╭─ Document segment

Mobile Rik’s DIY Truck Camper Plans.

Holes or No-Holes? Of course I’ll need a door, which I’ll either fashion myself from some plywood or an actual salvaged RV door. Windows? I haven’t decided if I’ll really need glass windows, or if I’ll keep it solid below and depend on the cut outs in the pop top. (Something to think about: It’s much more secure — and WAY more insulated — without windows!) If I do opt for windows, I already have some tempered glass I saved from thrift store coffee tables… but meanwhile, I have a Craigslist alert set to look for a junked camper window.

Bob Wells’ Simple DIY Truck Camper

Slide-In Camper or Bolt-On Camper Shell?

For a much simpler design than a “slide in” offers, you can simply make the “top half” of an RV-type camper shell and just bolt it right onto your bed rails. With a bit more work, you can even turn it into a full-size camper with a cabover extension like Bob Wells at CheapRVLiving.com describes how to build. The required wood in his design, is minimal — about fifteen or so 2x4s and a few sheets of strong plywood — to make a good sturdy home-built camper.

On the other hand, the Slide-On Camper design gives you the flexibility to park your camper on stilts while you go adventuring, with your truck bed open to get supplies. The trade-off is the added complexity of constructing a solid floor and bottom-half that both accounts for the wheel-well risers and essentially “hangs” from the camper’s top half when it’s on stilts, ideally supporting one or more people jumping around inside when it’s jacked up.

╰─
╭─ Listed entries

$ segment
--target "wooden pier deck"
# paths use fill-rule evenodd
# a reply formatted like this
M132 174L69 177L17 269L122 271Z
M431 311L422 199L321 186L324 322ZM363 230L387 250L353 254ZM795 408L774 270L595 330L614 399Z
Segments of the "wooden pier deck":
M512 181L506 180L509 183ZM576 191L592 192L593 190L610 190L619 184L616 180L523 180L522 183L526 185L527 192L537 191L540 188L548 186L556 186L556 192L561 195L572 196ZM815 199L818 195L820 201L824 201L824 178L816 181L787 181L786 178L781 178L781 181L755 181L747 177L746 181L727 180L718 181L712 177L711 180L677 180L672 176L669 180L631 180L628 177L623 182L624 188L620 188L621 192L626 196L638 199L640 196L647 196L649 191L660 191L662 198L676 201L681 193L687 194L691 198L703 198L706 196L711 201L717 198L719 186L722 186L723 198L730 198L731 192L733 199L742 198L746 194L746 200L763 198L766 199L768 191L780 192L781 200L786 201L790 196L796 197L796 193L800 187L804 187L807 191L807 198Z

╰─

## What you will do
In the truck camper plans, why is the writer considering leaving out glass windows in the lower part? Answer in one to three sentences. Rely only on the truck camper plans, not on the entries.

## Answer to this task
A camper without windows is much more secure and far better insulated. The writer would keep the lower part solid and depend on the cut outs in the pop top instead.